CONSIGNES:
1) Réécrivez le texte sur la santé au travail de « Avec le Collectif » à « de désinsertion professionnelle. » en remplaçant « médecin du travail » par « médecin de santé au travail ».
2) Résumez en deux phrases le paragraphe du texte sur la santé au travail qui commence par « Les députés ont terminé », en conservant ses faits essentiels.

TEXTE À LIRE:

Santé au travail : un projet de loi insatisfaisant
Les députés ont terminé la semaine dernière l’examen de la proposition de loi (PPL) « Prévention en santé et travail ». Si les débats ont permis de prendre un peu mieux en compte la situation des travailleurs en situation de handicap, l’APAJH aux côtés des associations du Collectif Handicaps interpelle les élus car la proposition de loi n’est pas à la hauteur à ce jour. Il est nécessaire que le Sénat s’affranchisse de l’accord des partenaires sociaux pour être plus ambitieux.
Certes, les députés ont adopté des amendements intéressants : collaboration des acteurs de l’emploi des travailleurs en situation de handicap à la cellule de prévention de la désinsertion professionnelle, renforcement du rôle du référent handicap sur les questions de prévention.
Mais, pour les associations du Collectif Handicaps, ces amendements restent pour la plupart d’entre eux symboliques. C’est le cas notamment de celui visant à intégrer le terme « handicap » dans le titre d’un des chapitres de la loi.
Un tel ajout ne suffira pas à éviter la désinsertion professionnelle des travailleurs invalides ou en situation de handicap. Il en faudra plus pour que le travail arrête chaque année de casser et user des travailleurs, qui deviennent handicapés, en ne recevant qu’une indemnisation au rabais.
Avec le Collectif Handicaps, l’APAJH pointe que de nombreux points restent encore problématiques.
- L’accès cloisonné du médecin du travail au dossier médical partagé reste un sujet de préoccupation majeure malgré un amendement qui améliore la protection des salariés. En effet, s’il est bien noté que le consentement exprès du salarié est requis, il conviendrait que celui puisse se faire de manière éclairée et sans ambigüité ce qui n’est pas le cas aujourd’hui.
- Le rendez-vous de pré-reprise entre le salarié et l’employeur sans même que la présence du médecin du travail soit obligatoire doit être transformé pour rendre obligatoire la visite de pré-reprise avec le médecin du travail afin de prévenir les situations de désinsertion professionnelle.
- La visite à mi-carrière (45 ans) interroge quant à son utilité réelle, alors même que d’autres visites existent, sur sa faisabilité dans un contexte de manque de médecins du travail que la proposition de loi ne va pas résoudre, mais aussi son impact et ses conséquences sur la poursuite de l’activité professionnelle des travailleurs.
- Le passeport de prévention, s’il est intéressant parce que venant renforcer la formation en matière de prévention, ne doit aucunement devenir un moyen, pour l’employeur, d’échapper à sa responsabilité en matière de santé au travail et, de fait, à son obligation d’indemniser les victimes.
- Le refus assumé des partenaires sociaux et des parlementaires d’intégrer les associations de victimes du travail au sein du comité national de prévention en santé au travail est incompréhensible.
Pour les associations du Collectif Handicaps, loin de venir sécuriser les parcours professionnels des salariés, la PPL « Santé au travail » renforce les droits d’employeurs en matière de gestion des carrières.
A cette date, nous considérons que la navette parlementaire doit permettre d’améliorer ce texte – insatisfaisant – encore en de nombreux points pour ne pas fragiliser davantage les salariés les plus vulnérables et les plus touchés par la désinsertion professionnelle.

DONNÉES FOURNIES:
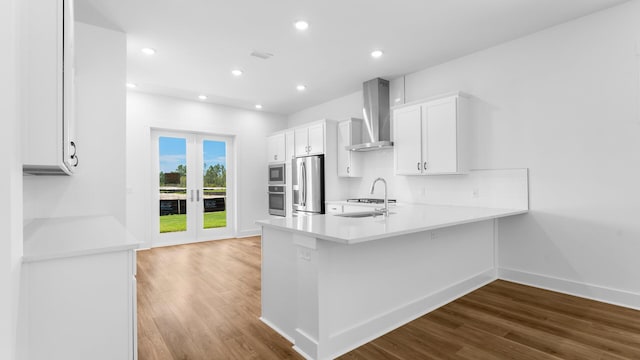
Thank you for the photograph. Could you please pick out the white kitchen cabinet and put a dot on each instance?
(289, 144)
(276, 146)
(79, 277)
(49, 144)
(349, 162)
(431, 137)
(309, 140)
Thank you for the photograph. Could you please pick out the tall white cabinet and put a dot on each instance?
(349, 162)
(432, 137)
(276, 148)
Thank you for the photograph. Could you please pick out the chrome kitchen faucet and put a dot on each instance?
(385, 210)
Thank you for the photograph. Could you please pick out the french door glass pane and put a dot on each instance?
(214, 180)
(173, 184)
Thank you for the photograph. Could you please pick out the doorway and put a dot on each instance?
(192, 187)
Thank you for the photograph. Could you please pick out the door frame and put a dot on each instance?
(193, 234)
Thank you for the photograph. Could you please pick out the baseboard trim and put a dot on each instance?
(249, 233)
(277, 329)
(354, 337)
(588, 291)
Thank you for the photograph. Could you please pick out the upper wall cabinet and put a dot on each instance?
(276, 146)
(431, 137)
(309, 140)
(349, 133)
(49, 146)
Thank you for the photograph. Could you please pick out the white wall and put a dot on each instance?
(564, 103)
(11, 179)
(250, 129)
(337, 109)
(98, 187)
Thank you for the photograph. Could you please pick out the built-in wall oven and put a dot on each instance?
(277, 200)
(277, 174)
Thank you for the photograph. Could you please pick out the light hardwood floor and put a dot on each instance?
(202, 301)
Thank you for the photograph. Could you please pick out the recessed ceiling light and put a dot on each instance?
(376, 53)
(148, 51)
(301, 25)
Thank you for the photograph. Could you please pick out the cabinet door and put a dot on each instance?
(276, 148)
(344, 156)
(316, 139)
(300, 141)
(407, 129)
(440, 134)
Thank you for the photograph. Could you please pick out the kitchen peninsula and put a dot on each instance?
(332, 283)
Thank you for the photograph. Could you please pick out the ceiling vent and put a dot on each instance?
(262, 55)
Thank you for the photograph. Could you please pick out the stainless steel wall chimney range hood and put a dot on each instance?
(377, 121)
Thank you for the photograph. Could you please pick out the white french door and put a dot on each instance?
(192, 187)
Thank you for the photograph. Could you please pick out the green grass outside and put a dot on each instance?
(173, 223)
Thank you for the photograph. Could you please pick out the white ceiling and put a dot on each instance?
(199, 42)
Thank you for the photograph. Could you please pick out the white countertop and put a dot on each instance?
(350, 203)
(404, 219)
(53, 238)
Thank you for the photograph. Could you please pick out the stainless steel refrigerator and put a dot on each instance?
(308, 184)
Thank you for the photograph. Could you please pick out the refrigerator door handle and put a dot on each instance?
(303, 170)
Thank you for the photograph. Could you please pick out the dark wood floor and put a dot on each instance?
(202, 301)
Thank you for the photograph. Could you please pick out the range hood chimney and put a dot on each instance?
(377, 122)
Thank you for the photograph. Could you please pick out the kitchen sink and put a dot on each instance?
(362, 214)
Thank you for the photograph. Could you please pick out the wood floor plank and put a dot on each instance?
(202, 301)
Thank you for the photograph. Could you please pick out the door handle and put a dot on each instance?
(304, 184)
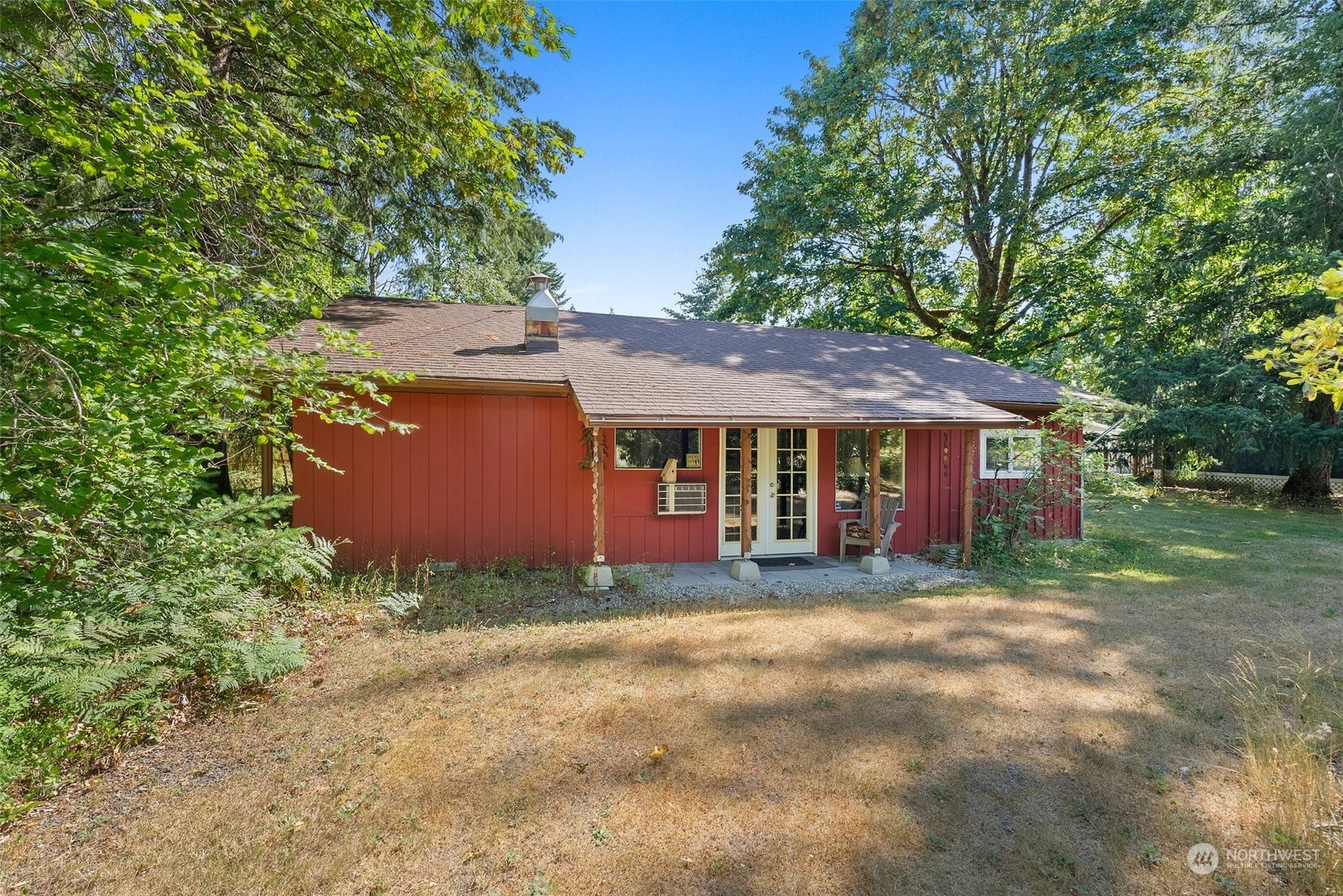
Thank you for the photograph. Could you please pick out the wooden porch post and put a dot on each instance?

CORRIGÉ:
1)
Avec le Collectif Handicaps, l’APAJH pointe que de nombreux points restent encore problématiques.
- L’accès cloisonné du médecin de santé au travail au dossier médical partagé reste un sujet de préoccupation majeure malgré un amendement qui améliore la protection des salariés. En effet, s’il est bien noté que le consentement exprès du salarié est requis, il conviendrait que celui puisse se faire de manière éclairée et sans ambigüité ce qui n’est pas le cas aujourd’hui.
- Le rendez-vous de pré-reprise entre le salarié et l’employeur sans même que la présence du médecin de santé au travail soit obligatoire doit être transformé pour rendre obligatoire la visite de pré-reprise avec le médecin de santé au travail afin de prévenir les situations de désinsertion professionnelle.

2) Les députés ont achevé la semaine dernière l’examen de la proposition de loi « Prévention en santé et travail », qui tient un peu mieux compte des travailleurs en situation de handicap. L’APAJH et les associations du Collectif Handicaps jugent toutefois le texte insuffisant et demandent au Sénat de s’affranchir de l’accord des partenaires sociaux pour être plus ambitieux.